***** Selected passage

[op5-users] Me trying to test Merlin and Ninja
Mattias Ryrlén
mattias.ryrlen at op5.com
Thu Jul 30 14:01:14 CEST 2009
On Thu, Jul 30, 2009 at 12:13 PM, Johannes Dagemark<jd at op5.com> wrote:
> Hi Mathieu
>
> Thanks for your extensive testing and feedback, it's really appreciated.
>
> Andreas is on vacation and back on Tuesday next week, but I'm going to
> answer on the parts I can answer on.
>
> The distributed stuff is very limited in Merlin right now, we have been
> focusing on the status info -> db parts since it's needed for Ninja to work.
>
> Non the less, all the issues you posted is a great compilation of merlin
> problems, I have posted them to our mantis bugtracker which basically
> mean that sooner or later we will take action on them. Also I now really
> have to focus on making our mantis installation available for the public
> to make it easier to follow the progress :)
>
> Mathieu Gagné wrote:
>> Hi,
>>
>> This message is kind of a follow-up on my first message on Nagios-devel:
>> "My impression about Merlin and Ninja".
>>
>> I tried several kind of setups:
>>
>> 1) NOC + Poller (on same server)
>> - Everything on the same server: NOC + Poller
>> - All hosts/services definitions on the same server
>>
>> 2) NOC + Poller
>> - Identical hosts/services definitions on all servers. (NOC + Poller)
>> - With a hostgroup telling which hosts the poller is responsible of.
>>
>> 3) NOC + 2 x Pollers (independant)

**********
***** Recorded data

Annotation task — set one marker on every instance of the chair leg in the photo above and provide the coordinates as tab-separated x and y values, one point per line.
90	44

**********

What to work on:
**A.** Revise the Merlin and Ninja thread starting with "[op5-users] Me trying" and going on through "can answer on.", with "vacation" changed to "holiday".
**B.** Carry the Merlin and Ninja thread on from its final sentence.
You can work without the lines.

Per-task outputs:
**A.**
[op5-users] Me trying to test Merlin and Ninja
Mattias Ryrlén
mattias.ryrlen at op5.com
Thu Jul 30 14:01:14 CEST 2009
On Thu, Jul 30, 2009 at 12:13 PM, Johannes Dagemark<jd at op5.com> wrote:
> Hi Mathieu
>
> Thanks for your extensive testing and feedback, it's really appreciated.
>
> Andreas is on holiday and back on Tuesday next week, but I'm going to
> answer on the parts I can answer on.

**B.**
>> - NOC has all hosts/services definitions
>> - Pollers have only hosts/services definitions they are responsible of.
>> - Hosts are organized in 2 hostgroups, one for each Poller. Hostgroups
>> are configured on the NOC and both Pollers.
>>
>> 4) NOC + 2 x Pollers (independant) and one Poller having a Peer
>> - NOC has all hosts/services definitions
>> - Pollers have only hosts/services definitions they are responsible of.
>> - Hosts are organized in 2 hostgroups, one for each Poller/Peer.
>> Hostgroups are configured on the NOC and both Pollers/Peer.
>>
>>
>> My hope is to be able to handle +40k hosts and around 100k services
>> (maybe more) with ~40 pollers. (depending on the overall performance)
>>
>> I'm not the best QA in town, however here is what I found while trying
>> to use/test Merlin. Please tell me if I'm doing anything wrong.
>>
>>
>> 1) Merlin crashes with this error when I try to stop it on the NOC:
>> *** glibc detected *** /usr/local/merlin/merlind: free(): invalid
>> pointer: 0x08307b68 ***
>>
>> Any idea about how I can debug and pin-point the source of the problem?
>>
>>
> I have to wait for Andreas for this one.
>> 2) Local commands are not transported between NOC, Pollers and Peers.
>>
>> If I disable notification on a service on a Poller, the database gets
>> updated and I can see notifications are disabled in Ninja. However it
>> does not get updated on the NOC nor the Peer. Also, the database gets
>> updated by the NOC or the Peer later on and notifications are now back
>> to "enabled" in Ninja.
>>
>> It's the same for notifications, active checks and probably all other
>> local commands.
>>
>>
> Reported in Mantis and will be fixed
>> 3) Active checks are scheduled on every servers (NOC, Poller and Peer)
>>
>> Active checks for hosts and services are scheduled on every servers:
>> NOC, Poller and Peer.
>>
>> This results in a constant "conflict" between all Nagios instances.
>> Isn't the Poller supposed to be the only one scheduling checks or am I
>> missing something? Did I misconfigured everything?
>>
>> If it's a normal behavior, what's the purpose of Merlin then? If the NOC
>> still schedules every hosts/services the poller is supposed to take care
>> of and propagate check results to everyone, what's the purpose of all this?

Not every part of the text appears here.